* [WORK TO DO]:
Retype the material below verbatim, from the line with "the green leaf" through the line with "(1276, 192)", including both of those lines.

*** PROVIDED ENTRIES ***

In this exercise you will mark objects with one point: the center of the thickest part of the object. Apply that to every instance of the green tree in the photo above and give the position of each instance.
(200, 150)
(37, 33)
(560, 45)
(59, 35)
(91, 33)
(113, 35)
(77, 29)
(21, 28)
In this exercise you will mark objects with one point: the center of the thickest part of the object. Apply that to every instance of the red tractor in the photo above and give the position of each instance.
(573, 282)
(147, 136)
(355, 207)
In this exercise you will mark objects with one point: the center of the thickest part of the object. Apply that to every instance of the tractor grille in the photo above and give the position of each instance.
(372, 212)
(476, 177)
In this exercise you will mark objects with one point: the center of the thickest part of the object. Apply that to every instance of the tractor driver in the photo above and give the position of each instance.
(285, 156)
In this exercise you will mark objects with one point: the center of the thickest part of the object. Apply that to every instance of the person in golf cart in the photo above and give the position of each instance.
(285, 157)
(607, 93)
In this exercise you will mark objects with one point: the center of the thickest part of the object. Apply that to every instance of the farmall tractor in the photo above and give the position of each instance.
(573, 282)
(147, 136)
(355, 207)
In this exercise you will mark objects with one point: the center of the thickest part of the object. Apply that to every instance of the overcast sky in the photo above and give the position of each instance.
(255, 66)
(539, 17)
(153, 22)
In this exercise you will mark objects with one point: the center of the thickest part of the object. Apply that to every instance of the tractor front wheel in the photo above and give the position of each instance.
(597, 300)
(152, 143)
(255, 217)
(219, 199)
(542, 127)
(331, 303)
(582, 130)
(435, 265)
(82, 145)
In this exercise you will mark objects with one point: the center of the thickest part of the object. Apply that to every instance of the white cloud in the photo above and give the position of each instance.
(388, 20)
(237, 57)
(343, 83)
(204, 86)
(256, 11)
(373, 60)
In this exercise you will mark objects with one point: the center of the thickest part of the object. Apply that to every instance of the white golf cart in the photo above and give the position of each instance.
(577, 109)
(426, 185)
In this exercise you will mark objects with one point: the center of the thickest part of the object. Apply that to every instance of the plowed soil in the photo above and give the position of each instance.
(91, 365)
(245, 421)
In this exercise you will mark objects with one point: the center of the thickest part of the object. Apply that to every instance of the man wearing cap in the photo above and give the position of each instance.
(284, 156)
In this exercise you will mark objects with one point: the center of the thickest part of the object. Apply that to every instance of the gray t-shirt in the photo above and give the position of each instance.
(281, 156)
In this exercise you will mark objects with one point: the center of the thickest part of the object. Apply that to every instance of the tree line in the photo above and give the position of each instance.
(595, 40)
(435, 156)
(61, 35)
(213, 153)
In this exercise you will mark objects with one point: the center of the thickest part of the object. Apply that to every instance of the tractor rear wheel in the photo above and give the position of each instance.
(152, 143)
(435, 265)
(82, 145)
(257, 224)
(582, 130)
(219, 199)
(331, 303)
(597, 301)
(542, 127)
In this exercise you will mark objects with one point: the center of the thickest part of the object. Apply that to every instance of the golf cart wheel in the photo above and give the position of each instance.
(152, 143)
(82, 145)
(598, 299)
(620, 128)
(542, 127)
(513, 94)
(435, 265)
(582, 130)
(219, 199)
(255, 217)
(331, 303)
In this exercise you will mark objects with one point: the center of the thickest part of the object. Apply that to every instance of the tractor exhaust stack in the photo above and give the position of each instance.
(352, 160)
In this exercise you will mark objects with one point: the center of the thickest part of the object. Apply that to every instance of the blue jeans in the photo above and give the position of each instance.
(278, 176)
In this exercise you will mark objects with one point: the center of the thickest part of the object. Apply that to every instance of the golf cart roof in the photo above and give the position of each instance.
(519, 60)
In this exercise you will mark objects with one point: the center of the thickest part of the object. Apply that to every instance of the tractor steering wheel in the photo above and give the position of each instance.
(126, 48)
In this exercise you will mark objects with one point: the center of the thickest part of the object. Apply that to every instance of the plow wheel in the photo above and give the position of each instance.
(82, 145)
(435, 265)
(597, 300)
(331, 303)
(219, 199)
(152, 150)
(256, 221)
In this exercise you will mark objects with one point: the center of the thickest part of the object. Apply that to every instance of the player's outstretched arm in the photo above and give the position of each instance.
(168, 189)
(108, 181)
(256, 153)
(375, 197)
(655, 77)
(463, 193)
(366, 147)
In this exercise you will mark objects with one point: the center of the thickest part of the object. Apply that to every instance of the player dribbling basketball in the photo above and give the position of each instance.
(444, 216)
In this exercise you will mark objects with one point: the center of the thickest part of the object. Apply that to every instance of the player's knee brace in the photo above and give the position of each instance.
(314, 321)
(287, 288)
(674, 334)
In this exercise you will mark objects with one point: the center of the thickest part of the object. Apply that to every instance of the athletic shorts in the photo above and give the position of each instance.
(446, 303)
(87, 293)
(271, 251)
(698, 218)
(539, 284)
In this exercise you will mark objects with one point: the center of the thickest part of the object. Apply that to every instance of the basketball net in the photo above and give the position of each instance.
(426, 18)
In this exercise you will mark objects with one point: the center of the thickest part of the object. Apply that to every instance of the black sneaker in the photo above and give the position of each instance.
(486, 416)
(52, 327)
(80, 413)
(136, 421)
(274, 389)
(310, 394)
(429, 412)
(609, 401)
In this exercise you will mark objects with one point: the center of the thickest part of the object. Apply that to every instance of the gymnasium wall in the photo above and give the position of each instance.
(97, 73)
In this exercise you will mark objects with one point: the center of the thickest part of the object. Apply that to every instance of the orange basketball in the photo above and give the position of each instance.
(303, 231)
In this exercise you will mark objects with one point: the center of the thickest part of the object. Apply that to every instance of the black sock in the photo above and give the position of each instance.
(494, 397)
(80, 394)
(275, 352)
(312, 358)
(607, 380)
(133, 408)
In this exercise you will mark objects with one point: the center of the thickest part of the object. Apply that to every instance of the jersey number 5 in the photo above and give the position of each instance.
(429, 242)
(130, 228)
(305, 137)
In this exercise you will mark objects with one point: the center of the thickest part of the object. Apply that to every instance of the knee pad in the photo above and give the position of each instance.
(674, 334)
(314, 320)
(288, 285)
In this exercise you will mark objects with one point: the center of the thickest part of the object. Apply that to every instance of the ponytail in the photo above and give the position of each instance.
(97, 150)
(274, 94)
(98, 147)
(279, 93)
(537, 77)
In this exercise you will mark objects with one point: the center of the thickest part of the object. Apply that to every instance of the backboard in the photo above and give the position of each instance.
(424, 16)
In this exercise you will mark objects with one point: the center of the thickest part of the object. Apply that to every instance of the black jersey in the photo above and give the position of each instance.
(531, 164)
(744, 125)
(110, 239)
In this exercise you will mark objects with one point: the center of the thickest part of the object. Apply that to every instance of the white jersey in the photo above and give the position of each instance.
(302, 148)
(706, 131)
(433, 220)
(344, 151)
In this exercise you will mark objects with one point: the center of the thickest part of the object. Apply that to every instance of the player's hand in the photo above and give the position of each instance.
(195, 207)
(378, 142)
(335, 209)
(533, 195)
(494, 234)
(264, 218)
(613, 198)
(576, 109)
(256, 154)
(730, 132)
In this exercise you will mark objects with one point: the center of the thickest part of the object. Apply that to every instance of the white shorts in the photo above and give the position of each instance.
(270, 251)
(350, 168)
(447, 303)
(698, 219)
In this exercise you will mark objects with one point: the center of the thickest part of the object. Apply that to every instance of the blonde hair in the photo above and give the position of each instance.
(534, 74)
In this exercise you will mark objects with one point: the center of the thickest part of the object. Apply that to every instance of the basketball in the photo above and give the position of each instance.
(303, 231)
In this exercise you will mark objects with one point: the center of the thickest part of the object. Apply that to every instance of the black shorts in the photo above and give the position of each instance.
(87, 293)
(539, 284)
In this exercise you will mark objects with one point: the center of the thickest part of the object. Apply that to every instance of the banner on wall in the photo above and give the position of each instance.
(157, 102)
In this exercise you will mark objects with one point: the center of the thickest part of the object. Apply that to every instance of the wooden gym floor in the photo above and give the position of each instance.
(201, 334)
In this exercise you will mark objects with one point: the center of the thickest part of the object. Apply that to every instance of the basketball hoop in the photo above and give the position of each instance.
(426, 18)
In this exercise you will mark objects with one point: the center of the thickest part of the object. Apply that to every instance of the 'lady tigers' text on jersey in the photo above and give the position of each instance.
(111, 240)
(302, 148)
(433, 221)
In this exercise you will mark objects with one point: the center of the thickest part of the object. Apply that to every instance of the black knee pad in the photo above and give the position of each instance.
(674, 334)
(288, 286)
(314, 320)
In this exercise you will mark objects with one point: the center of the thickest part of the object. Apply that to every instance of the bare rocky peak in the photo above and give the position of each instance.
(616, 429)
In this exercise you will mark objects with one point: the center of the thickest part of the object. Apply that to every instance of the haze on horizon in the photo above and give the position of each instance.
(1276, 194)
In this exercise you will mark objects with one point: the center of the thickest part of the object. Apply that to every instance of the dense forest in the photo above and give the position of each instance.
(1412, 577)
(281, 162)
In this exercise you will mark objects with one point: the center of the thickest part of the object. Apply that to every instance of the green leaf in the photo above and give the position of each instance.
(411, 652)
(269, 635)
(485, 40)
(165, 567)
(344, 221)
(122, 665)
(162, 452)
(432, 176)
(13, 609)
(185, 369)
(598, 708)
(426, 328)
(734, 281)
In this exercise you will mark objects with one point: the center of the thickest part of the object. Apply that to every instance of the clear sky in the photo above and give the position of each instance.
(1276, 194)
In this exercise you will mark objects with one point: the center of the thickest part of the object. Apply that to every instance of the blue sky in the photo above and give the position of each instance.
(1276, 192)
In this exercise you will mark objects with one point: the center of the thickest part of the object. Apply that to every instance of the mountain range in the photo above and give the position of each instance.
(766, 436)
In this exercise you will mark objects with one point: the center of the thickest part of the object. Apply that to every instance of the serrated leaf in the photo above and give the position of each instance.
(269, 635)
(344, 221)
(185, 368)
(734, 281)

***

* [THE SOLUTION]:
In this exercise you will mark objects with one point: the center of the thickest part of the object. Apply that to every instance of the green leaf in the photo above and give the position of each instance.
(411, 652)
(269, 635)
(485, 40)
(165, 567)
(344, 221)
(122, 665)
(162, 452)
(432, 176)
(13, 609)
(185, 369)
(598, 708)
(426, 328)
(734, 281)
In this exercise you will mark objects with one point: the center of the thickest part of the object. Apply that to every instance of the clear sky in the photo above and give the position of each instance.
(1276, 194)
In this exercise you will mark objects with one point: the center of the thickest part of the object. Apply that to every instance of the blue sky in the photo above and give the position of each instance.
(1276, 192)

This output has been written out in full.